Our doctor was there to meet me and among the various updates, he shared two small, easily forgotten stories of the breakup of Iraq. Both involve the Ministry of Health. It seems one of the general directors from one of the provinces went to Baghdad to meet with the minister. Some uniformed guards came by while he was in the waiting room and said, "come with us for a minute". The next morning, the general director turned up barely alive at the side of the road, with holes drilled through arms and legs, through which nylon cords had been passed, tying his limbs together. He was admitted to one of the Ministry of Health's hospitals as a patient. The Ministry of Health is run by Sadr's movement, and although I don't know which province the general director came from, he may well have been a Sunni. Several ministries, including health, are experiencing purges. Persons not of the same political party or sectarian identity as the leadership in each ministry are leaving their jobs, just as people are moving out from their neighborhoods. Usually threats are sufficient.

════════════════════

● TASK 1
In the passage about Iraq's Ministry of Health, which group runs the Ministry of Health?
● TASK 2
Translate this sentence from the passage about Iraq's Ministry of Health into Spanish: "Several ministries, including health, are experiencing purges."
● TASK 3
Resume the passage about Iraq's Ministry of Health, picking up right after "Usually threats are sufficient."

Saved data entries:
════════════════════

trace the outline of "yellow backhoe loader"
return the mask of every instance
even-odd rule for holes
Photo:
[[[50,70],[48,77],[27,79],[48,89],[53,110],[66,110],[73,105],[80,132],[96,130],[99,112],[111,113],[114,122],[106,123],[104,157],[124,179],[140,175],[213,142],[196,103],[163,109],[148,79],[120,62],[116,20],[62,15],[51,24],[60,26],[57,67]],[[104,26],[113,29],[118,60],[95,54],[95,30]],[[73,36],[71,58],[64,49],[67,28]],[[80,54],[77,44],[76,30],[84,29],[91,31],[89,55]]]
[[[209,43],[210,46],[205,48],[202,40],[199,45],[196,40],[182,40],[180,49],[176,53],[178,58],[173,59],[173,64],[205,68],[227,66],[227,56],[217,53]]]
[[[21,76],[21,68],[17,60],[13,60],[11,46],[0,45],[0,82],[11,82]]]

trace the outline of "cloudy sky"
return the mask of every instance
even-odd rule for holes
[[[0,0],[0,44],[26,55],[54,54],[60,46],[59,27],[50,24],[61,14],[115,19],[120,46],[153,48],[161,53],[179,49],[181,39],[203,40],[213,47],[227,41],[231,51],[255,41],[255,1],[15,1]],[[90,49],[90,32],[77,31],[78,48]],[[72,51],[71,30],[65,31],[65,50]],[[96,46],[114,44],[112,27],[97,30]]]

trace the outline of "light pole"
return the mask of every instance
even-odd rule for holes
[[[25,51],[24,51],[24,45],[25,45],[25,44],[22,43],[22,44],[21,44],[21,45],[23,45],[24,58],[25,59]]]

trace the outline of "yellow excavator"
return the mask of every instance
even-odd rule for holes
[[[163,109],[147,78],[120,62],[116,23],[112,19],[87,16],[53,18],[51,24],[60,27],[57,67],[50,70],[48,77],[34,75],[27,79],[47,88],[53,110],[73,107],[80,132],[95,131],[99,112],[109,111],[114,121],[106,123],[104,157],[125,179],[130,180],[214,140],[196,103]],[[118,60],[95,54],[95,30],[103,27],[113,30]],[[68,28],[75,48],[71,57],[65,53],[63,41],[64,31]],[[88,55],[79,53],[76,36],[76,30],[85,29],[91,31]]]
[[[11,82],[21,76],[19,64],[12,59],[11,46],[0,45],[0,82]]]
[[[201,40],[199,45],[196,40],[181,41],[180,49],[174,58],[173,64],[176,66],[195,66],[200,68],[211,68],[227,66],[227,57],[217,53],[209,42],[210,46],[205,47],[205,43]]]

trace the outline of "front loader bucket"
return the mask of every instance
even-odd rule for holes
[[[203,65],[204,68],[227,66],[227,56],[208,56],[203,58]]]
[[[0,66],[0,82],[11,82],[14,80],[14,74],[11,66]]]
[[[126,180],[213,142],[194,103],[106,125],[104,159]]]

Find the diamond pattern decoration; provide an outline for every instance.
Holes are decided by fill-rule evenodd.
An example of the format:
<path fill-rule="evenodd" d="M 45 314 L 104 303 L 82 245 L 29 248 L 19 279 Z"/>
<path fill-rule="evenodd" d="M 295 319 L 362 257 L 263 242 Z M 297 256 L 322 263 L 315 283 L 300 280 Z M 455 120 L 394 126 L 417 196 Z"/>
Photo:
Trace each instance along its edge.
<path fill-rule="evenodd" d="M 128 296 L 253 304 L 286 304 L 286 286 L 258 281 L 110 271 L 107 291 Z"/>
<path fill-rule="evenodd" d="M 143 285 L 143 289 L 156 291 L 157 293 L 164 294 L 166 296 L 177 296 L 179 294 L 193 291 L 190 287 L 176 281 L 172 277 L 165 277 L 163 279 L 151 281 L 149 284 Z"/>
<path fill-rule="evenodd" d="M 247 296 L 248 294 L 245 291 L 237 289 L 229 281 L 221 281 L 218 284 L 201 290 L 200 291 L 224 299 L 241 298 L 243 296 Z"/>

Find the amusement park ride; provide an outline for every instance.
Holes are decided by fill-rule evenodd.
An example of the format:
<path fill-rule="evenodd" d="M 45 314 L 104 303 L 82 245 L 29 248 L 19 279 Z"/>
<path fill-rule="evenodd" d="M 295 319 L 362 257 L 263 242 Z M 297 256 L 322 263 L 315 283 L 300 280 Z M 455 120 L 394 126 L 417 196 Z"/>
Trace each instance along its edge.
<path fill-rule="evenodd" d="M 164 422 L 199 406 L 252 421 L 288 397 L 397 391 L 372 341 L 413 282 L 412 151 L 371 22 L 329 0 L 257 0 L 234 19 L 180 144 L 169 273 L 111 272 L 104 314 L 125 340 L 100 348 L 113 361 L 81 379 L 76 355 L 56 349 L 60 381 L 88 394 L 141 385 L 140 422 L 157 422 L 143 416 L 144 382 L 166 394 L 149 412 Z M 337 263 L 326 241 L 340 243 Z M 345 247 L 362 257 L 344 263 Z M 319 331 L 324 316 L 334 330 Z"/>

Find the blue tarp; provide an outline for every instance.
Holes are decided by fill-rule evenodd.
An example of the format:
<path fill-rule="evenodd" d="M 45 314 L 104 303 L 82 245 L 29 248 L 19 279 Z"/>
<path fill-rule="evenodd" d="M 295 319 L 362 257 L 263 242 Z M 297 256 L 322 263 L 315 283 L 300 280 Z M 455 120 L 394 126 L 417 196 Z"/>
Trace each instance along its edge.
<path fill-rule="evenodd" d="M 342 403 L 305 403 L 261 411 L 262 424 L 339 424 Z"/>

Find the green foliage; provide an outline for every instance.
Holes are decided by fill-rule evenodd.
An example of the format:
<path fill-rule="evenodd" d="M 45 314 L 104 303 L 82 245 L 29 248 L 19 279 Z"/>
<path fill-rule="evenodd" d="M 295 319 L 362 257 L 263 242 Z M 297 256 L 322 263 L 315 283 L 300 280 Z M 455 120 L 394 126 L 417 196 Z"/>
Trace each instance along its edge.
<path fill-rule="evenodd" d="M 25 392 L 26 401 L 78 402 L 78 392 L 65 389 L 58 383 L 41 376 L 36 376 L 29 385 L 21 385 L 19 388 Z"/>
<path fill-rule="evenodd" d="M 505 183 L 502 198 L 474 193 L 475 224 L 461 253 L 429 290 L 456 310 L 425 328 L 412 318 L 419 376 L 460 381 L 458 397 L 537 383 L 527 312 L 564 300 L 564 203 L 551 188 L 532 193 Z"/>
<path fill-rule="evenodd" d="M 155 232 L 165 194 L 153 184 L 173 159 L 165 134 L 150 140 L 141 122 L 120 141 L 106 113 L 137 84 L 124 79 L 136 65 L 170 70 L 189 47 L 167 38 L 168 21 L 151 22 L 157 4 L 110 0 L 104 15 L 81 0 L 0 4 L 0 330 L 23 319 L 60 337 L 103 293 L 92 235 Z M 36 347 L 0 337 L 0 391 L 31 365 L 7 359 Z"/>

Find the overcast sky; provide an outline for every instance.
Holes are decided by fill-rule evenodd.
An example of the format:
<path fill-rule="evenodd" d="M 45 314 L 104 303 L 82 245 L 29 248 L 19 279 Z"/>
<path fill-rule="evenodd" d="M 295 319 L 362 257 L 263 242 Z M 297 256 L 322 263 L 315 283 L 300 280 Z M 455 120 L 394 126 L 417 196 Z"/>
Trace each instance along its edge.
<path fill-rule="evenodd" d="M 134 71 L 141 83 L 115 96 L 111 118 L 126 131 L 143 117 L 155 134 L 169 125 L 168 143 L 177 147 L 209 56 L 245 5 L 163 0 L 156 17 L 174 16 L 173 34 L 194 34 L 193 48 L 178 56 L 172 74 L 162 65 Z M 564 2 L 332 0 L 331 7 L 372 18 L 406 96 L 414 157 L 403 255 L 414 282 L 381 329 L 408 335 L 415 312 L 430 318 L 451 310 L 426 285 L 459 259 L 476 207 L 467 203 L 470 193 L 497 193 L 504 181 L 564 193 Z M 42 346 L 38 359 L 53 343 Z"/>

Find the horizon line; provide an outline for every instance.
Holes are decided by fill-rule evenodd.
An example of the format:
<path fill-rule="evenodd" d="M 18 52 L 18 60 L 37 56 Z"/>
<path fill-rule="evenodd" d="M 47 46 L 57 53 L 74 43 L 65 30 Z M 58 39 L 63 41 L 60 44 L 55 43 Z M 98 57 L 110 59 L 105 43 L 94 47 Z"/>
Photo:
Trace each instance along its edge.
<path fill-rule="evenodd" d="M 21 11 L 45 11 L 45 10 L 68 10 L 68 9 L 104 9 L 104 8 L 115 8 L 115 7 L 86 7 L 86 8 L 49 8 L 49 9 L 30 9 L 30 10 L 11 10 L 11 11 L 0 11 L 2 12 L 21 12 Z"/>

════════════════════

● RESULT 1
Sadr's movement runs it.

● RESULT 2
Varios ministerios, incluido el de salud, están sufriendo purgas.

● RESULT 3
Some MOH employees left their jobs and converted their assets into a new car, with Baghdad plates, to re-sell once they moved back north to Kurdistan. They left during the middle of the day, but were stopped about an hour north of Baghdad by Sunni insurgents. The insurgents looked at the car's documents, and realized it had recently been purchased. They asked if the owners had sacrificed yet. In rural Iraq it is a tradition to sacrifice a sheep after making a major purchase like a car or tractor, as a way of invoking a blessing. The Kurds were too frightened to answer since they expected that one of them would be the sacrifice. The insurgents said, "Well, if it is no trouble, we will sacrifice for you". They went into a nearby building, and dragged out a tied-up, captive Shia' man. They hauled him to the front of the car, said "in the name of God" and slit his throat, soaking the front of the vehicle with his blood. Then they let the car pass.
The taxi rides were over; it was late, and further conversation could wait until morning.